:: Directions ::
A: Decide whether each statement agrees with the Eagles excerpt. For each, answer yes or no and quote the deciding words. (i) When Wentz handed off to Howard again against Green Bay, Howard gained 10 yards. (ii) The Eagles scored on the drive. (iii) Frank Reich is the current Colts coach.
B: Reproduce the Eagles excerpt word for word, starting at "Howard gained 4" and ending at "their own 11.".
C: Name every NFL team that the Eagles excerpt mentions.

:: Excerpt ::
.....

Pederson hit the repeat button. He said that there were alerts attached to the play for quarterback Carson Wentz in case he got to the line and felt like he had to check to another based on his pre-snap read.
But he didn’t. Green Bay kept their base unit on the field and with tight end Zach Ertz’s pre-snap motion indicating zone coverage, Wentz handed off to Howard again. With sixth linemen Halapoulivaati Vaitai (No. 72) taking out the defensive tackle and tight end Dallas Goedert (No. 88) sealing the edge, Howard gobbled up 10 yards.
“Those are pretty straight-up play calls,” Wentz said. “Coach made a great call and I love that he was willing to come back to it. The O-line was moving guys up front. They were asking for it, they were calling for it, and we just trusted those guys.”
The offensive linemen “clamor to run the ball in every situation,” according to Eagles guard Brandon Brooks. But that doesn’t mean Pederson has to always comply. But with the play having success and the Packers still not changing their defense, he called it one more time.
Howard gained 4 yards. On second down, Pederson chose a pass play and Wentz hit Ertz for 9 yards. The Eagles failed to score on the drive. But they advanced past midfield, and after a punt, the Packers had to start from their own 11.
A week earlier, Pederson called an outside zone run -- again with six linemen -- on successive plays. Howard picked up 10 yards on his first carry and 6 yards on the next.
“You know what we’re running. Everybody in the stadium knows what we’re running,” Brooks said. “We’re going to see who’s the best on this play. Can you stop it? Whatever works, keep running until they stop it.”
Pederson has also called the same play after it ostensibly failed, most famously in the 2017 divisional playoff game against the Falcons. The Eagles led, 12-10, early in the fourth quarter, but they were on their own 17 and had gained only 3 yards on a second-down screen to running back Jay Ajayi.
Most play callers would have moved on to some other play, even one that had worked earlier. But not Pederson. He ran the same screen to Ajayi and the second time was a charm.
Most defensive coordinators expect that a different play will be run out of the same formation. Offensive game plans are full of similar-looking plays in which the first one is meant to set up another.
“What I learned is, the defense is going to adjust,” Pederson said. “They are going to make another call. If we didn't get it right the first time, we can definitely get it right the second time, and I have a lot of faith in the guys to get that done.”
Still, it’s unorthodox play calling, as former Eagles offensive coordinator and current Colts coach Frank Reich called it in 2017.
“There [are] things that he’s called that at the time I thought, ‘That’s unique, I’m not sure that would have hit my brain like that,’” Reich said then, “and many times those things have worked out.”
How many coaches would have taken the advice of their quarterback on a pivotal goal line fourth down in the Super Bowl, as Pederson did when Nick Foles suggested “Philly Special?” In the NFL, where many coaches over-egg the pudding, not many.

.....

:: Stored records ::
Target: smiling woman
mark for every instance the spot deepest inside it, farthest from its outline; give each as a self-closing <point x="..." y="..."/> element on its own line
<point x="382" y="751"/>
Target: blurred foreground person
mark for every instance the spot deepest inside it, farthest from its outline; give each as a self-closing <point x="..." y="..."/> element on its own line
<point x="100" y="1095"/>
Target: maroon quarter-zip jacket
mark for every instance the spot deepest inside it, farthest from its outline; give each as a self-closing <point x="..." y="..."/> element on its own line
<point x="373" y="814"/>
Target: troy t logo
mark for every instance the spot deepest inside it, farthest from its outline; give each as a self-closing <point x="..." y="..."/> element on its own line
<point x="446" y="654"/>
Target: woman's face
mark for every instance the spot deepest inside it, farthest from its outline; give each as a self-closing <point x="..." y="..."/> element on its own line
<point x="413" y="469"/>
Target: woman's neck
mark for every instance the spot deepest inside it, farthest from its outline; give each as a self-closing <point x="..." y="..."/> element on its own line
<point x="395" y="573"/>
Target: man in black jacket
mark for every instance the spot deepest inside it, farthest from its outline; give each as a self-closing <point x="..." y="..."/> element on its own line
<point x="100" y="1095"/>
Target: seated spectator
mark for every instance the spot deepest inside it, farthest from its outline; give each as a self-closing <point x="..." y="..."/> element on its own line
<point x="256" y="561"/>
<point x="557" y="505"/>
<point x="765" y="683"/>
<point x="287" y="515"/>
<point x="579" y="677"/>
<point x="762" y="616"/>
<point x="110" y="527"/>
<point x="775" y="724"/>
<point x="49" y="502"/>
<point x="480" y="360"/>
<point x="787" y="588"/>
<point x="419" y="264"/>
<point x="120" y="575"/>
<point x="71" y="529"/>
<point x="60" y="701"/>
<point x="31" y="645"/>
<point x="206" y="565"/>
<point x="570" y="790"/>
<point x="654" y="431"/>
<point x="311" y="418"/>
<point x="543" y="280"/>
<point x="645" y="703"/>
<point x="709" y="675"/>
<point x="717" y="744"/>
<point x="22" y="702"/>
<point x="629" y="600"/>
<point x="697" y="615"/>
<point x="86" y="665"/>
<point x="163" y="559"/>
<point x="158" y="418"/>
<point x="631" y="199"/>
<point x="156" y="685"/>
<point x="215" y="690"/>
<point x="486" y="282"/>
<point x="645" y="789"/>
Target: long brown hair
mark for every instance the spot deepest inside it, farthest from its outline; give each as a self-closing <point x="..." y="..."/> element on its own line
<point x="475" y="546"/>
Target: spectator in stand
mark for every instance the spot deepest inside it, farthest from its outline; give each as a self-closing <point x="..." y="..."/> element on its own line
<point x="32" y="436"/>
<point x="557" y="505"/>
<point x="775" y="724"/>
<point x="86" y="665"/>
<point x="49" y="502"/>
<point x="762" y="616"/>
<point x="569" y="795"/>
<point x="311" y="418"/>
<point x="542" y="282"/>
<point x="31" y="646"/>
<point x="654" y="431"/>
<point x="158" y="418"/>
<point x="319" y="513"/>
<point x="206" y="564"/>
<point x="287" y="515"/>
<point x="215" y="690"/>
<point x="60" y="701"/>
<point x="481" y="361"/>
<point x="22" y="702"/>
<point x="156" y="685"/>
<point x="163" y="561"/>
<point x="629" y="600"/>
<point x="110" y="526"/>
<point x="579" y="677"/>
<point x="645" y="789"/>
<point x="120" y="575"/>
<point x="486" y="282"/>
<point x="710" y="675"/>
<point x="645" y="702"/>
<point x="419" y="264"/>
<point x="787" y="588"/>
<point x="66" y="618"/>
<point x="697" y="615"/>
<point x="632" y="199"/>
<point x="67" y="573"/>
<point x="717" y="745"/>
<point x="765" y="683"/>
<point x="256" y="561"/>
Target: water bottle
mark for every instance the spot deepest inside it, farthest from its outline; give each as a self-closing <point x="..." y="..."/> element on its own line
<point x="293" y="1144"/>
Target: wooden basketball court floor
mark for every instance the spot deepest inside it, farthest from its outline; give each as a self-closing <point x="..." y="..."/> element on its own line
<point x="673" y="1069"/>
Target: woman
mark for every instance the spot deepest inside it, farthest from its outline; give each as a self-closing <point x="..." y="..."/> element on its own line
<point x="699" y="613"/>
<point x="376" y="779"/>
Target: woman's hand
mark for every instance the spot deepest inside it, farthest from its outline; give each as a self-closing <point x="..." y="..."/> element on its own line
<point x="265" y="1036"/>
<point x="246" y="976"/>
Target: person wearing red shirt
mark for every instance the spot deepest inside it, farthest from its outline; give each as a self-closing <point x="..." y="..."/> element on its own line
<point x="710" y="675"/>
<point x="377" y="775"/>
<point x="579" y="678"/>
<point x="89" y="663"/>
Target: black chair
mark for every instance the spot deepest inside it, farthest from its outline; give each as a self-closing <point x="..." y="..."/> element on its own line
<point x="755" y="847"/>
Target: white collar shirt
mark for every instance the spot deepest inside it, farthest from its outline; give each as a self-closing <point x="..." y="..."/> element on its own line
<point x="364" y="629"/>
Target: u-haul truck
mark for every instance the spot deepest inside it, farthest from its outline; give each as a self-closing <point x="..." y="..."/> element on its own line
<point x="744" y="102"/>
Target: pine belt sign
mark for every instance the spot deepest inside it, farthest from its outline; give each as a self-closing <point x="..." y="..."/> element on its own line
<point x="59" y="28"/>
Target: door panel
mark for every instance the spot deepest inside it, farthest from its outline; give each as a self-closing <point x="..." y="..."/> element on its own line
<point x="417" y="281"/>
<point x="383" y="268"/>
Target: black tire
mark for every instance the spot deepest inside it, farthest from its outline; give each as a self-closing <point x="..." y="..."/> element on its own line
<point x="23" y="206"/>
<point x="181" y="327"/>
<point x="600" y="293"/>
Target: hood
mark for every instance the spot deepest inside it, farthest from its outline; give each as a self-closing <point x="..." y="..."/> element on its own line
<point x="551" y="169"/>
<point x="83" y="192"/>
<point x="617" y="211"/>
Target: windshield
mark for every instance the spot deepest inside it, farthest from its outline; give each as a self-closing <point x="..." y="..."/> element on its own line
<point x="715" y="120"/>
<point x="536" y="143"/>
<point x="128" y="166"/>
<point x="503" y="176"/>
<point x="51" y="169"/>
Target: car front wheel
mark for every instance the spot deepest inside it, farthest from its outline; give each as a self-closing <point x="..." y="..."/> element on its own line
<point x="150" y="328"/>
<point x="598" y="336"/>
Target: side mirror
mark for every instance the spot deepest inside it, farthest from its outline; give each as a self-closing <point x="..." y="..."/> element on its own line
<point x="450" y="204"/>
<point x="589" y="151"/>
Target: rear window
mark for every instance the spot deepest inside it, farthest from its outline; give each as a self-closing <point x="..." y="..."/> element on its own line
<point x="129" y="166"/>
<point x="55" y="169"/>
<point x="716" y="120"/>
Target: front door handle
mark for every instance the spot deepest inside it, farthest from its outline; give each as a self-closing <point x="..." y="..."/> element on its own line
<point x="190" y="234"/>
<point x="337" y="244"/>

.....

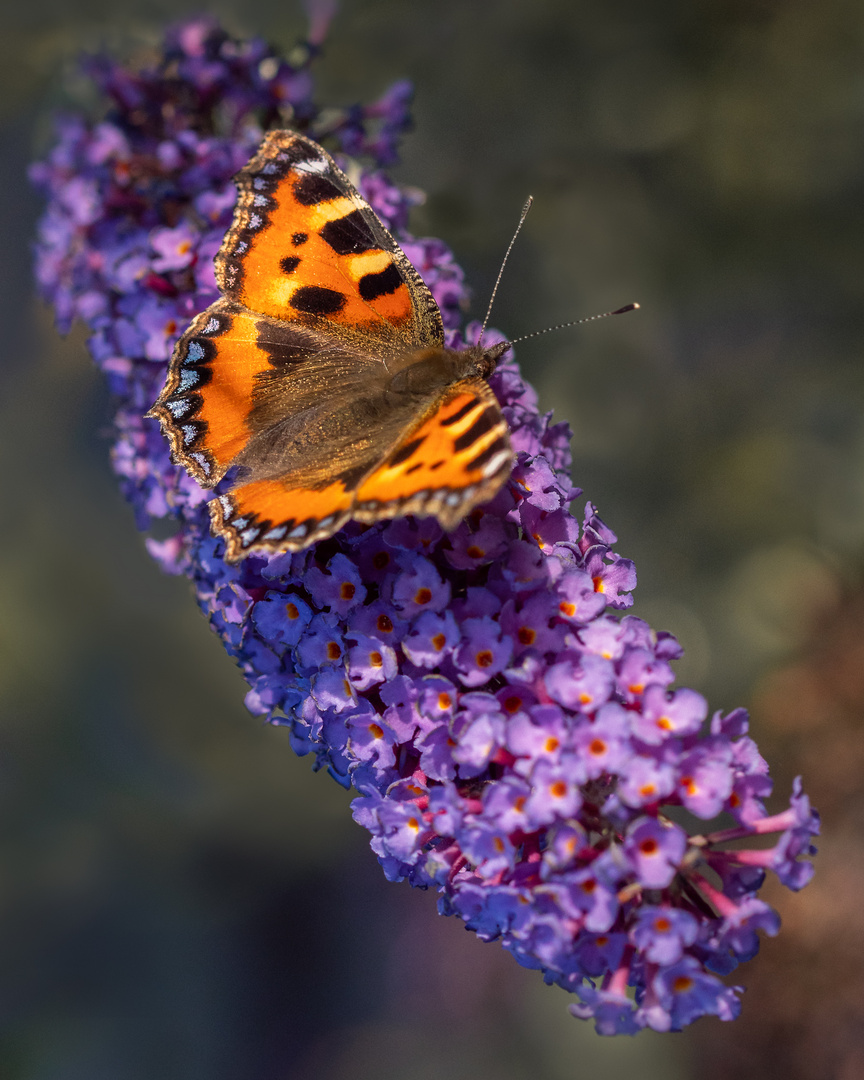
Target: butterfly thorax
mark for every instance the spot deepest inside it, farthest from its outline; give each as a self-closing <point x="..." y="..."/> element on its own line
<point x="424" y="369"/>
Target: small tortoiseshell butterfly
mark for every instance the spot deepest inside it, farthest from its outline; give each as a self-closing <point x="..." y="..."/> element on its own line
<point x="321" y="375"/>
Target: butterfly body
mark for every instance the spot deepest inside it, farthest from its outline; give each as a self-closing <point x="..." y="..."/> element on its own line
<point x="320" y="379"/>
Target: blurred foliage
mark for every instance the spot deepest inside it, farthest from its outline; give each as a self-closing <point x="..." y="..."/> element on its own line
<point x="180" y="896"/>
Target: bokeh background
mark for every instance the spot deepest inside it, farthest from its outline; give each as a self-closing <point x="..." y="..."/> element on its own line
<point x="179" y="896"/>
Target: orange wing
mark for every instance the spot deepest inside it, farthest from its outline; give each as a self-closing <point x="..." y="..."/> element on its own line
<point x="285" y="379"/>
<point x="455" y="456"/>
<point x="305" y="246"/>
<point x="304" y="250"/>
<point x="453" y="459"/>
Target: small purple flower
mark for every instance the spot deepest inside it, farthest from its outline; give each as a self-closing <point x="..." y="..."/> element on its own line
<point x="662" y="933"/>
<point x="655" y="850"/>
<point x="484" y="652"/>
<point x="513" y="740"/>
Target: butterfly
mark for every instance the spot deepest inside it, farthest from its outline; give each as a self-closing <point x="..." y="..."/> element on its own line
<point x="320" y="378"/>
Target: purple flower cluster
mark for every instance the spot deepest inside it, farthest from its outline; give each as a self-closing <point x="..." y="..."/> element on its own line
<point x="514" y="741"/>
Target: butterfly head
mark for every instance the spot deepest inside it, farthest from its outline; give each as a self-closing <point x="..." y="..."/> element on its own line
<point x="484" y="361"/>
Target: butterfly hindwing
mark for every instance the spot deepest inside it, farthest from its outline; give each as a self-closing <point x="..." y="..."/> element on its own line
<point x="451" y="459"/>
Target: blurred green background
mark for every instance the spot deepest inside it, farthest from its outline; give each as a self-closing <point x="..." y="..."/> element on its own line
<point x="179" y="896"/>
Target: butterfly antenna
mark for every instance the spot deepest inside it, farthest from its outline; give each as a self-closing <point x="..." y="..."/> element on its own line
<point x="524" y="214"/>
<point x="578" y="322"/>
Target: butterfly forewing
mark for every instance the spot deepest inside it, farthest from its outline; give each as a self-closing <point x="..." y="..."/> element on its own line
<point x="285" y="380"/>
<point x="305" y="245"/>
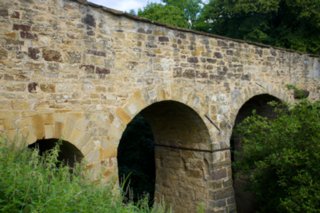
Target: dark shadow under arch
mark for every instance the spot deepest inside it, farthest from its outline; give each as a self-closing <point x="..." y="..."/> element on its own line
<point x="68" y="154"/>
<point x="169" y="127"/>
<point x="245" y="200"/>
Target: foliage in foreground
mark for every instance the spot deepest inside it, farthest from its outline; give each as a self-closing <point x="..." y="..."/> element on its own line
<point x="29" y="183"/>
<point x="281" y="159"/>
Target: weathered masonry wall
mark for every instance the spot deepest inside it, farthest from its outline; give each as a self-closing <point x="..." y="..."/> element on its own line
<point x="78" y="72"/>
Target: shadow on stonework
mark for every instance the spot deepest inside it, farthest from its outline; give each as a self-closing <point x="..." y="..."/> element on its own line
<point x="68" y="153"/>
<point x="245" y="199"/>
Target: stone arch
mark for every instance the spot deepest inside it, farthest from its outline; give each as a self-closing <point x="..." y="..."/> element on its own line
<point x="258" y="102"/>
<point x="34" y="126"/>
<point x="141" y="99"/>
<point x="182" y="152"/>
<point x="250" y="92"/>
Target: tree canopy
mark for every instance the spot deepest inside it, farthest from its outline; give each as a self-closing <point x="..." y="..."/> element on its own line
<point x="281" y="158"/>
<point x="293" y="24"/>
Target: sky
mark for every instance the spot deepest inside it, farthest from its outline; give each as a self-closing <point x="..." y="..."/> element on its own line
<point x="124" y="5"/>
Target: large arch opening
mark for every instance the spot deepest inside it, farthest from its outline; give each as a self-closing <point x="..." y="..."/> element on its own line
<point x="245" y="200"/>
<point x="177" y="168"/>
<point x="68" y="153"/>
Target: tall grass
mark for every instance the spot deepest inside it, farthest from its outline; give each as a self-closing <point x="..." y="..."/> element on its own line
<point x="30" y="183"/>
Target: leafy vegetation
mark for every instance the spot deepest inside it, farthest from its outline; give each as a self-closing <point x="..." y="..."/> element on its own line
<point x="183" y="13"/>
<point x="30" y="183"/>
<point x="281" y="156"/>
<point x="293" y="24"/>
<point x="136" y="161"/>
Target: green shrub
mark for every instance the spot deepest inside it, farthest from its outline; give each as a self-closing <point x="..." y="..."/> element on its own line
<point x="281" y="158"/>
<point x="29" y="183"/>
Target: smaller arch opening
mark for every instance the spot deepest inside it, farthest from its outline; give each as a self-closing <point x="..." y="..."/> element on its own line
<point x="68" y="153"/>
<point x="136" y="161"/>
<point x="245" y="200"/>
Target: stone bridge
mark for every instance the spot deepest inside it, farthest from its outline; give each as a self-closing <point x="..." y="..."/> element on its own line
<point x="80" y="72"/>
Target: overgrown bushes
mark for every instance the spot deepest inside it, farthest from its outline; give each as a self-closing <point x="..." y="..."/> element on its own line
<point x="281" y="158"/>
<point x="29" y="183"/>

.....

:: Worked answers ::
A:
(i) Yes: "Howard gobbled up 10 yards."
(ii) No: "The Eagles failed to score on the drive."
(iii) Yes: "current Colts coach Frank Reich"

B:
Howard gained 4 yards. On second down, Pederson chose a pass play and Wentz hit Ertz for 9 yards. The Eagles failed to score on the drive. But they advanced past midfield, and after a punt, the Packers had to start from their own 11.

C: Packers (also called Green Bay), Eagles, Falcons, Colts